## Dados de entrada
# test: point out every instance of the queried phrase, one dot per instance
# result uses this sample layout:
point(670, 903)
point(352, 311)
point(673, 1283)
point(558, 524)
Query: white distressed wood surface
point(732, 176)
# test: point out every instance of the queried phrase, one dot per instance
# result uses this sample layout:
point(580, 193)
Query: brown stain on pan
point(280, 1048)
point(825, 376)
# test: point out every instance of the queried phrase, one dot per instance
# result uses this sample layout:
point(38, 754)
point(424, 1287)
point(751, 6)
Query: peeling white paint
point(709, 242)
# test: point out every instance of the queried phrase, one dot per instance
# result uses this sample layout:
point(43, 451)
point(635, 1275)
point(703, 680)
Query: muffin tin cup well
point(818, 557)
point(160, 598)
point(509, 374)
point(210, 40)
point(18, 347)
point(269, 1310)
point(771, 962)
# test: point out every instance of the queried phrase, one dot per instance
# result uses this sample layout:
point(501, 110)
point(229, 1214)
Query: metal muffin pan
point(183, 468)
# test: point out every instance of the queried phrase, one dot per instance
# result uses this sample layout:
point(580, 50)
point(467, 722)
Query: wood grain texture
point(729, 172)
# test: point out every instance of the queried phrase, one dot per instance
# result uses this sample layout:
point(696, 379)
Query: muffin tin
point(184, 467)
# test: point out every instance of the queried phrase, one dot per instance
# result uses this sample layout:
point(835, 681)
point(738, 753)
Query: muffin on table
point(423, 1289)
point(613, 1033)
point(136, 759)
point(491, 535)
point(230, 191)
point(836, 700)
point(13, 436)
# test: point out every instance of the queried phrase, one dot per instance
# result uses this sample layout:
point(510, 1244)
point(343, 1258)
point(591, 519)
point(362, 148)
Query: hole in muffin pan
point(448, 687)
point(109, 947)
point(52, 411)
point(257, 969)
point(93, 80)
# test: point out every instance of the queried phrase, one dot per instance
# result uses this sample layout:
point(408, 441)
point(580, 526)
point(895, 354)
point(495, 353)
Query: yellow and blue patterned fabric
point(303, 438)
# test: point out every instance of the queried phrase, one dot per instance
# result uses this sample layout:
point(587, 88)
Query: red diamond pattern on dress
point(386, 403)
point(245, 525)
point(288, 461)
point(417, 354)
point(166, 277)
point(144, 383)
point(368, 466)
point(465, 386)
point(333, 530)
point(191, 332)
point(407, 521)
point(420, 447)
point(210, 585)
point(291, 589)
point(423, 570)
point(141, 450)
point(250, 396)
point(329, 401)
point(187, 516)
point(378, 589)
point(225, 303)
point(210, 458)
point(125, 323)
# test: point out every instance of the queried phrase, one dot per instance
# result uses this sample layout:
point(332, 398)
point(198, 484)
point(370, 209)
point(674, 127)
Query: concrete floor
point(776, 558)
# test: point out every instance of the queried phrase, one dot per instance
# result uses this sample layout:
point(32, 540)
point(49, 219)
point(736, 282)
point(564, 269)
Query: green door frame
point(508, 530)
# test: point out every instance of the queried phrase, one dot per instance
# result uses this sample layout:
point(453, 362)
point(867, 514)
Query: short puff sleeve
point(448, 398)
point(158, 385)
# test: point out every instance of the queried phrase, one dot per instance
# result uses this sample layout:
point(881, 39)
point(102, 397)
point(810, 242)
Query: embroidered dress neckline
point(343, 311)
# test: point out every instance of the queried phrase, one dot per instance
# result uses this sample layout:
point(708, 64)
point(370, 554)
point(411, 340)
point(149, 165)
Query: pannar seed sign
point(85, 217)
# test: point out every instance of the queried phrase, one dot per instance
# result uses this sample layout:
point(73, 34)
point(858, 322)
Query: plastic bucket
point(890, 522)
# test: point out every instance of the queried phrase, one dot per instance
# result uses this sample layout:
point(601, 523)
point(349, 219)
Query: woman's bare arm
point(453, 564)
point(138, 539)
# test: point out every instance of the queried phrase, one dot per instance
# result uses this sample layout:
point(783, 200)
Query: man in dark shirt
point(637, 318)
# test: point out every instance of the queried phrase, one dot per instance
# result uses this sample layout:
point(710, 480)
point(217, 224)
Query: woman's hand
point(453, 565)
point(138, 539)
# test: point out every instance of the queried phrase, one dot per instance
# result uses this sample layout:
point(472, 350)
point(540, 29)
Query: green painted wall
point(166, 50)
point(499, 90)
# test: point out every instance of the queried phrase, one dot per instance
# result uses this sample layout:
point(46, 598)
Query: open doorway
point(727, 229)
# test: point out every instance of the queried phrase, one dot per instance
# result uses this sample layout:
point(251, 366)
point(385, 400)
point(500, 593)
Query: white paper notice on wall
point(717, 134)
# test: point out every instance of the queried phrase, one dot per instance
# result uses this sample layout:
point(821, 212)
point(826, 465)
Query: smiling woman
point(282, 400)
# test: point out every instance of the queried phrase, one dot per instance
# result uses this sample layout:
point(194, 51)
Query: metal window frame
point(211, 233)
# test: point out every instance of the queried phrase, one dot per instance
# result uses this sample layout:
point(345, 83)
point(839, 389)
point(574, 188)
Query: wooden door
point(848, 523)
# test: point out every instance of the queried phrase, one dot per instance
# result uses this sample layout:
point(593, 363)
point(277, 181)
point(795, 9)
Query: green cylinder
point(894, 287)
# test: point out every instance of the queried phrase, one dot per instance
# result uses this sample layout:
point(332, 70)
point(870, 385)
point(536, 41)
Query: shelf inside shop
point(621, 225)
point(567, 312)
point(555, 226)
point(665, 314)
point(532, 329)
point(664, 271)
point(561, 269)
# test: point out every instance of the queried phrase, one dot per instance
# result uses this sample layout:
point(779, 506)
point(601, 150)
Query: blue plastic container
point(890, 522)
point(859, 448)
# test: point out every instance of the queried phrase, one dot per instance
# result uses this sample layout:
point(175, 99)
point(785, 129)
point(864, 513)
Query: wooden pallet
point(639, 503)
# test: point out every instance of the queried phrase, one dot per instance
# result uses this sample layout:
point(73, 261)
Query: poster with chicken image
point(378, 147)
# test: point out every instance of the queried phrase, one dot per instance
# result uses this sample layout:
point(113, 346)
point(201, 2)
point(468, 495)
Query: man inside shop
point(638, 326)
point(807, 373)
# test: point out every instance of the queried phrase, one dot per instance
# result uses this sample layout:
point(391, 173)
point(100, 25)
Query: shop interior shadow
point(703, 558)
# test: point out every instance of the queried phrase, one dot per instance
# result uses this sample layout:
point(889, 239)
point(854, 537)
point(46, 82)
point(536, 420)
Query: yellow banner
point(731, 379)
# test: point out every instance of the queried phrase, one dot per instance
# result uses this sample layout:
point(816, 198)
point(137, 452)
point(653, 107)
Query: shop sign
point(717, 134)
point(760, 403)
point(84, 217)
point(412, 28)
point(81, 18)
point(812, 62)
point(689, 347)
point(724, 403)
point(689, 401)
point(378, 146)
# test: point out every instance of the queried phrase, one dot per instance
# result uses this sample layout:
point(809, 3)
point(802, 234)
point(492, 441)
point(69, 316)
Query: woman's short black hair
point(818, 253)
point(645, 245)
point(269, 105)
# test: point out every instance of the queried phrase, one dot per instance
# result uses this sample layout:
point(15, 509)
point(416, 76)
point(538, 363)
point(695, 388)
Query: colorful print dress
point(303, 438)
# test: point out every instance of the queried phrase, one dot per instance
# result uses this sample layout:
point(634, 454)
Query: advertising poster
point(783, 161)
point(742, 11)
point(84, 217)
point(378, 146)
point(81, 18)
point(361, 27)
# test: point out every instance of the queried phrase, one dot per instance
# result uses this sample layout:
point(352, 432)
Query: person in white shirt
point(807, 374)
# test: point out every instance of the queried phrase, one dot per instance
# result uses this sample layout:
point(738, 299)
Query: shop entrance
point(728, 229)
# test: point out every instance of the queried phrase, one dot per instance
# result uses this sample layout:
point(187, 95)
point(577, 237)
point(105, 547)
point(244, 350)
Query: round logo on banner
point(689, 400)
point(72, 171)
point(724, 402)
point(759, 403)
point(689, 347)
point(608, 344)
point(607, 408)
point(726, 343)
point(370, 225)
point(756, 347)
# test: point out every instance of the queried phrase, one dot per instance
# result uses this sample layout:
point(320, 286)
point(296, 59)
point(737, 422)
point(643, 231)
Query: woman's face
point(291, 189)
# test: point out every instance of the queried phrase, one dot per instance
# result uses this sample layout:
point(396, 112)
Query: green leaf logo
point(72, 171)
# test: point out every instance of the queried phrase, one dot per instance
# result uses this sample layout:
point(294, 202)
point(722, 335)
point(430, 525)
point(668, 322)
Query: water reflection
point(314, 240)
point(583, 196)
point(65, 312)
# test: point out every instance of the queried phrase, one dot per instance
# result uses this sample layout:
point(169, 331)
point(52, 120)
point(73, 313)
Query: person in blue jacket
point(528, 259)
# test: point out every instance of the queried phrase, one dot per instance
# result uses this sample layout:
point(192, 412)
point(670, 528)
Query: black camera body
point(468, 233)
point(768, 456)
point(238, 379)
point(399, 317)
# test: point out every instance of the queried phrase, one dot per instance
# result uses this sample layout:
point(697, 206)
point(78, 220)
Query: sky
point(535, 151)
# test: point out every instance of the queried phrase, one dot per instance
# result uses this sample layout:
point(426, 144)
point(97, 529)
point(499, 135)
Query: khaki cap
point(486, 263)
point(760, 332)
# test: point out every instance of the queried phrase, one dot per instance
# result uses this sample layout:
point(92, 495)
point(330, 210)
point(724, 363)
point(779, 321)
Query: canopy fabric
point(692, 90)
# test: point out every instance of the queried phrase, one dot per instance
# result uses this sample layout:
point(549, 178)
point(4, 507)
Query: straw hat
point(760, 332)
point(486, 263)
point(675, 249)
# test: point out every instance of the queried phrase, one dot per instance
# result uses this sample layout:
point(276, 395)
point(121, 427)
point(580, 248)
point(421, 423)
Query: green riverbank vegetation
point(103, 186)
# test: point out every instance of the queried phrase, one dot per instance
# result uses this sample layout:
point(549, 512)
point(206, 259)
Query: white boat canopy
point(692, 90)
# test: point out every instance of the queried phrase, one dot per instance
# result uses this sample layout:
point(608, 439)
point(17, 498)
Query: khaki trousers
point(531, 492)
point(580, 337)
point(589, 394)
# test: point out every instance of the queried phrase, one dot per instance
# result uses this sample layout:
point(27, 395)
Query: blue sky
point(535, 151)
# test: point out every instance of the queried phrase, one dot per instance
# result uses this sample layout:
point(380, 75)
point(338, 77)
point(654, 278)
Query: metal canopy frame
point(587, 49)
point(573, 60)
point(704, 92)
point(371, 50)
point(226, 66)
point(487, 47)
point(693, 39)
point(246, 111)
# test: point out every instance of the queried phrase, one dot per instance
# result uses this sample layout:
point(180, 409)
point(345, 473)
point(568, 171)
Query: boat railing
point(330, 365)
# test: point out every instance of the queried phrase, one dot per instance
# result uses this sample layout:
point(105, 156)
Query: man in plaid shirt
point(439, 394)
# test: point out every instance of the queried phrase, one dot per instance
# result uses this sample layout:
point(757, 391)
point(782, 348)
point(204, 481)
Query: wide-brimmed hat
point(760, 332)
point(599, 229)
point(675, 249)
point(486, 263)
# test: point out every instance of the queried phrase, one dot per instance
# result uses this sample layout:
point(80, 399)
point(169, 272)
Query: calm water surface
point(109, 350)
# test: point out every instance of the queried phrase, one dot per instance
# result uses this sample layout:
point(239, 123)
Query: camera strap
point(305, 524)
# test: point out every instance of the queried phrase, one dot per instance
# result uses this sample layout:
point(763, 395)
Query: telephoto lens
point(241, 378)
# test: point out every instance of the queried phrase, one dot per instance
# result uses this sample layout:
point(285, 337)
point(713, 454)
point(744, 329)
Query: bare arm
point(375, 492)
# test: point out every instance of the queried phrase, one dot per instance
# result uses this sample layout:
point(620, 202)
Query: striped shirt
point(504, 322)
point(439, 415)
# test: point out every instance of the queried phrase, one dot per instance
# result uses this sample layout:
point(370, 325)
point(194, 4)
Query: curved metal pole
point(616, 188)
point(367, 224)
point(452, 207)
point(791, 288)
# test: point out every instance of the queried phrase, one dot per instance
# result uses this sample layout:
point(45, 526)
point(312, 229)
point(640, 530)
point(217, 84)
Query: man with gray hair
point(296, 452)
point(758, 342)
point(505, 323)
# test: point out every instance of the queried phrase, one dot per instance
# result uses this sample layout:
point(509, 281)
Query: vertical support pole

## Tarefa
Extraia dos registros acima todas as linhas que contêm a palavra "with", levando em conta maiúsculas e minúsculas.

## Resposta
Query: poster with chicken image
Query: man with gray hair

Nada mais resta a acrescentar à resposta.